Domande sul materiale:
[1] Stabilisci se le affermazioni (a), (b) e (c) concordano con il testo sul caso di Rom Houben. Per ciascuna rispondi sì o no e cita alla lettera le parole che lo decidono.
(a) Houben è stato vittima di un incidente 23 anni fa.
(b) Chi scrive ha tenuto nascosto a tutti il luogo in cui conserva le proprie direttive anticipate.
(c) Chi scrive si augura, in caso di incidente d'auto, il mantenimento di ogni sostegno vitale artificiale.
[2] Ripeti, per favore, il passo del testo sul caso di Rom Houben che va da «Considerazioni estremamente condivisibili» fino a «cui dovrei vivere.» compreso.

Estratto della pagina:
☆ ☆ ☆ ☆ ☆

Considerazioni estremamente condivisibili (e molto eloquenti) in margine al caso di Rom Houben, l’uomo belga vittima di un incidente 23 anni fa e rimasto da allora paralizzato e incapace di comunicare con il mondo esterno (Ann Neumann, «Why The Case of Rom Houben Resonates», Otherspoon, 5 dicembre 2009):
Ieri ho ricordato al mio rappresentante fiduciario per le decisioni sui trattamenti sanitari il luogo in cui conservo le mie direttive anticipate. Prego – sì, lo faccio anch’io – che se dovessi rimanere vittima di un incidente d’auto, come lo è stato Houben tanti anni fa, io possa essere sottratta ad ogni sostegno vitale artificiale. Non mantenuta in vita per essere accudita dalla mia famiglia e dai miei amici, non rinchiusa artificialmente in un corpo deforme, in isolamento per 23 anni, non catechizzata dai medici o dalla Chiesa o dallo Stato sul modo in cui dovrei vivere.

☆ ☆ ☆ ☆ ☆

(Record di origine)
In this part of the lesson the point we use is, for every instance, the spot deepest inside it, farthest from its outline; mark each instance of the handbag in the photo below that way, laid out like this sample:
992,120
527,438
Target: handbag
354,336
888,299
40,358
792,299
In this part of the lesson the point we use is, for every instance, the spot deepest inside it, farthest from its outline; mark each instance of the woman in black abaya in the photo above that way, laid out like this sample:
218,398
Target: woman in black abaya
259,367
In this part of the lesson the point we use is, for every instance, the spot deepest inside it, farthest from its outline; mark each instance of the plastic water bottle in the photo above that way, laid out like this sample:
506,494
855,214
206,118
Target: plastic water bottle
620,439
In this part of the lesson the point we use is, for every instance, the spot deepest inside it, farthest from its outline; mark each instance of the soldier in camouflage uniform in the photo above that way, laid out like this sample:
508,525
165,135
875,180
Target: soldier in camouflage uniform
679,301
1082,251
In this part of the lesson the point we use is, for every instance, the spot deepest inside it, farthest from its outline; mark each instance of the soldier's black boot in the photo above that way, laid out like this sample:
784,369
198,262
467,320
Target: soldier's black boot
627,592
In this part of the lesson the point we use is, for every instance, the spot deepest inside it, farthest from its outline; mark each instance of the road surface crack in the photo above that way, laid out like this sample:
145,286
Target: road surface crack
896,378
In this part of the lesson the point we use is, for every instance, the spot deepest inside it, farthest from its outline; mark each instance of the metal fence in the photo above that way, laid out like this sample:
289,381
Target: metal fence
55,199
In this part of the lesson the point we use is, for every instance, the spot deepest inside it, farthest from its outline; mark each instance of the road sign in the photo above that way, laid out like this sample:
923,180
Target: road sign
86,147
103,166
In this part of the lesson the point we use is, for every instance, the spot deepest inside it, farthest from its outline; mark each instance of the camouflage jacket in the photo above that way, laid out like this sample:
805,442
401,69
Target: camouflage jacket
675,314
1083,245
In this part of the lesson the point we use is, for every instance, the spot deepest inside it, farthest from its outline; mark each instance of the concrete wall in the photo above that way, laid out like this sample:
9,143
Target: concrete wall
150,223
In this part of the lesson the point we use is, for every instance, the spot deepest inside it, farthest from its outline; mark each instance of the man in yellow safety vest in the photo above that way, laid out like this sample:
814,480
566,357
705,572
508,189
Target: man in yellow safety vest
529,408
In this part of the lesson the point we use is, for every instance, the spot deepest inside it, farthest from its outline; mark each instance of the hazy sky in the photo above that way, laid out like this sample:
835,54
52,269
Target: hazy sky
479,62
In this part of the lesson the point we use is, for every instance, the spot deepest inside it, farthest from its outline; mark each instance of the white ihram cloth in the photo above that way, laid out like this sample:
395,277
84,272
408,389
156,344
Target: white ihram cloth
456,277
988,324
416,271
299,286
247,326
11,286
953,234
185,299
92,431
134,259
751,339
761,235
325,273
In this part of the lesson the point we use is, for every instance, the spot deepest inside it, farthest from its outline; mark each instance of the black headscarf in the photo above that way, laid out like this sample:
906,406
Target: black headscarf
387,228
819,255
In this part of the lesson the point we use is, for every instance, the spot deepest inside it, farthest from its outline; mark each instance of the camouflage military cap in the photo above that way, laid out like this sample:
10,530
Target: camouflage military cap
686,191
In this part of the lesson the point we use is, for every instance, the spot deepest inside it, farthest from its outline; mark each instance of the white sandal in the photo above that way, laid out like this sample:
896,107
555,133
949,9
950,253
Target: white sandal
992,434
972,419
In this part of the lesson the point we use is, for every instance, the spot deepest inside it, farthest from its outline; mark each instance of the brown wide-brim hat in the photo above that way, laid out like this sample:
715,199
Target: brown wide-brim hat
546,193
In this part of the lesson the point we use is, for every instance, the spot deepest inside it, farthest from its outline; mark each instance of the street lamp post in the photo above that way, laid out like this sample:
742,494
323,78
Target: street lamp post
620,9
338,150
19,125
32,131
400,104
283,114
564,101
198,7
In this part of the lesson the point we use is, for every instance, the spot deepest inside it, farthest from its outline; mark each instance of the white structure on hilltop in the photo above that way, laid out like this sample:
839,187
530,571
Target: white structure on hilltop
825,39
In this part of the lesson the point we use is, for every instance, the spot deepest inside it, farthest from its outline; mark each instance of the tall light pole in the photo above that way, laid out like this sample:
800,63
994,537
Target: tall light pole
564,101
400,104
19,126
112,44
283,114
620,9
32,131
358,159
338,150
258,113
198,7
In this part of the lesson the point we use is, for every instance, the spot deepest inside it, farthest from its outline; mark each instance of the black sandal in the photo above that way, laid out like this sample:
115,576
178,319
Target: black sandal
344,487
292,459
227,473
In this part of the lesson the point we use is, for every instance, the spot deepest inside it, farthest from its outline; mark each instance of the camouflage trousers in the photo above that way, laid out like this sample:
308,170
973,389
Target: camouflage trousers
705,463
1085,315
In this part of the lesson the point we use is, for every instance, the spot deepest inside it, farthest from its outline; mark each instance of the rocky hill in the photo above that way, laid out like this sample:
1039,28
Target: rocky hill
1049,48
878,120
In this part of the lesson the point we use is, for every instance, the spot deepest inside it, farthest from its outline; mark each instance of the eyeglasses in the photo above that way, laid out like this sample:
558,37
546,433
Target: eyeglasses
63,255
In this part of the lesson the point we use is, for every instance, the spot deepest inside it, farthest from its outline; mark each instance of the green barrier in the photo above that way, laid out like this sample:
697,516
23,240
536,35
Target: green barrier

☆ ☆ ☆ ☆ ☆

Soluzioni degli esercizi:
[1]
(a) Sì: «vittima di un incidente 23 anni fa».
(b) No: «Ieri ho ricordato al mio rappresentante fiduciario per le decisioni sui trattamenti sanitari il luogo in cui conservo le mie direttive anticipate».
(c) No: «io possa essere sottratta ad ogni sostegno vitale artificiale».

[2]
Considerazioni estremamente condivisibili (e molto eloquenti) in margine al caso di Rom Houben, l’uomo belga vittima di un incidente 23 anni fa e rimasto da allora paralizzato e incapace di comunicare con il mondo esterno (Ann Neumann, «Why The Case of Rom Houben Resonates», Otherspoon, 5 dicembre 2009):
Ieri ho ricordato al mio rappresentante fiduciario per le decisioni sui trattamenti sanitari il luogo in cui conservo le mie direttive anticipate. Prego – sì, lo faccio anch’io – che se dovessi rimanere vittima di un incidente d’auto, come lo è stato Houben tanti anni fa, io possa essere sottratta ad ogni sostegno vitale artificiale. Non mantenuta in vita per essere accudita dalla mia famiglia e dai miei amici, non rinchiusa artificialmente in un corpo deforme, in isolamento per 23 anni, non catechizzata dai medici o dalla Chiesa o dallo Stato sul modo in cui dovrei vivere.